* _BREVE QUESITO 1_
Risponda alle seguenti domande sull'articolo sui dissidenti del M5S:
(a) Per quale testata è firmato l'articolo?
(b) A quale percentuale Grillo preferisce un movimento coeso?
(c) In quale momento si è consumato il contatto tra i clandestini e Bersani?
* _BREVE QUESITO 2_
Duplichi il passo dell'articolo sui dissidenti del M5S che comincia con le parole "Sulla storia dei" e si chiude dopo le parole "Lombardia e Nord-Est.".
* _BREVE QUESITO 3_
Raccolga il filo dell'articolo sui dissidenti del M5S e lo prosegua dal punto in cui si interrompe.

* _PAGINA_
AMMUTINATI A 5 STELLE – 13 SENATORI ERANO PRONTI A VOTARE IL GOVERNO BERSANI E ORA IL GRUPPO DISSIDENTI M5S GUARDA A RODOTA’ E BARCA…

1. BERSANI POTEVA ESSERE SALVATO DAL MOVIMENTO
Loris Mazzetti per "Il Fatto Quotidiano"


Ha ragione Beppe Grillo: all'interno del M5S esiste un gruppo di dissidenti, per questo, con l'aiuto dei fedelissimi, si è messo sulle loro tracce con l'obiettivo di non fare prigionieri. Più che dissidenti sono clandestini, perché da oltre due mesi si stanno incontrando discutendo sul fatto che finora, seguendo le indicazioni del capo, non hanno onorato il mandato degli elettori: cambiare la politica nel Paese e contribuire a fare le riforme indispensabili. Grillo può dire tutto quello che vuole, ma chi ci mette la faccia in Parlamento non è lui.

La maggior parte di loro accusa il leader di aver buttato al vento una grande occasione non appoggiando, con le dovute garanzie, un governo Pd, permettendo così a Berlusconi di essere l'ago della bilancia di un esecutivo a larghe intese che oltre due terzi degli elettori non avrebbe mai voluto.

Alcuni dei clandestini raccontano che dopo le promesse fatte in campagna elettorale nel Nord-Est, fabbrica per fabbrica, non hanno più il coraggio di presentarsi di fronte a chi li ha votati. Grillo preferisce un movimento al 15% ma coeso, senza ripensamenti , e grida ai quattro venti il rispetto degli accordi firmati dagli eletti in Parlamento altrimenti: la porta.

Per i ballottaggi ha dichiarato: "Nessuna alleanza, la sinistra ci prende per il culo più della destra". L'attacco di Grillo al candidato al Quirinale Rodotà, dopo l'intervista al Corriere della sera: "Un ottuagenario miracolato dalla rete", e la successiva arrampicata sugli specchi per smentirla, sono state le goccia che hanno fatto traboccare il vaso.

Sulla storia dei clandestini M5S e dei rapporti con il Pd si stanno scrivendo tante leggende. Un contatto tra loro e Bersani si è consumato all'inizio di aprile. Allora il gruppo era formato da circa 30 eletti (Camera e Senato) in Sicilia, Calabria, Emilia, Piemonte, Lombardia e Nord-Est.

Un personaggio serio e credibile come Sonia Alfano da sempre vicina ai clandestini, viene da questi incaricata di portare un messaggio di disponibilità a lasciare il Movimento per creare un gruppo autonomo, a votare la fiducia al Senato a un governo Pd, in cambio della condivisione di alcuni punti del programma e di garanzie di protezione mediatica contro l'inevitabile attacco del duo Grillo-Casaleggio.

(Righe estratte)
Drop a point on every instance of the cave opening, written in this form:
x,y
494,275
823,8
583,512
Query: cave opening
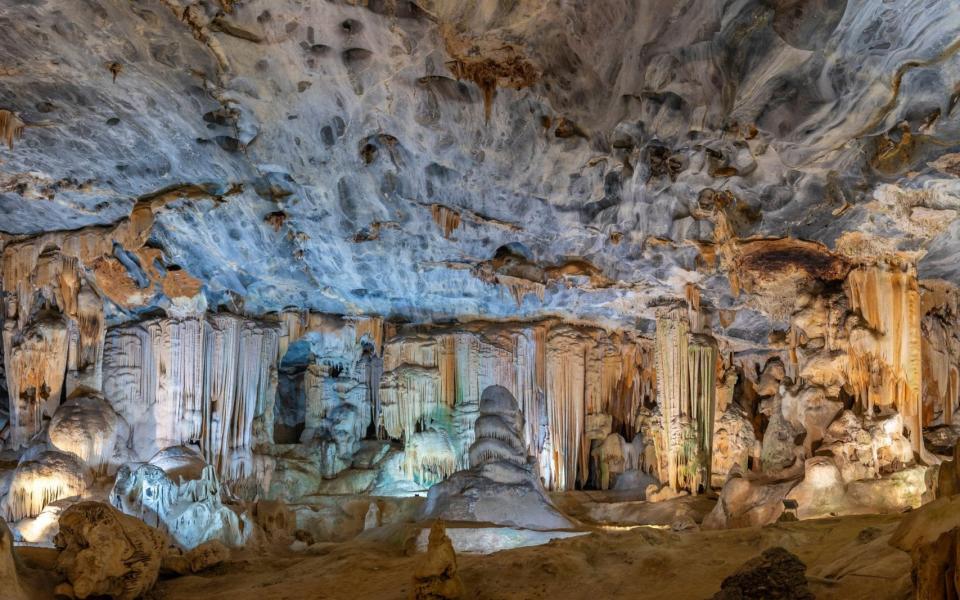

* _ESITO DEL COMPITO 1_
(a) "Il Fatto Quotidiano"
(b) Al 15%
(c) All'inizio di aprile

* _ESITO DEL COMPITO 2_
Sulla storia dei clandestini M5S e dei rapporti con il Pd si stanno scrivendo tante leggende. Un contatto tra loro e Bersani si è consumato all'inizio di aprile. Allora il gruppo era formato da circa 30 eletti (Camera e Senato) in Sicilia, Calabria, Emilia, Piemonte, Lombardia e Nord-Est.

* _ESITO DEL COMPITO 3_
Contatta Bersani in modo riservato attraverso la Batteria del Viminale. Come il segretario sente il motivo della telefonata interrompe la comunicazione pensando ad uno scherzo del solito Cruciani della Zanzara. La Alfano mi chiama per un aiuto. Informo il portavoce Di Traglia che la telefonata non è uno scherzo e insieme creiamo un nuovo contatto tra i due, che si parlano più volte. Bersani, che non ha mai voluto un governo con Berlusconi, manda un suo stretto collaboratore, il senatore Miguel Gotor, in Sicilia per un incontro.

Qualcosa non ha convinto i clandestini, ma soprattutto quella parte del Pd, che dal giorno dopo il voto pensava già ad un governo a larghe intese con Berlusconi e Monti mandando a casa Bersani.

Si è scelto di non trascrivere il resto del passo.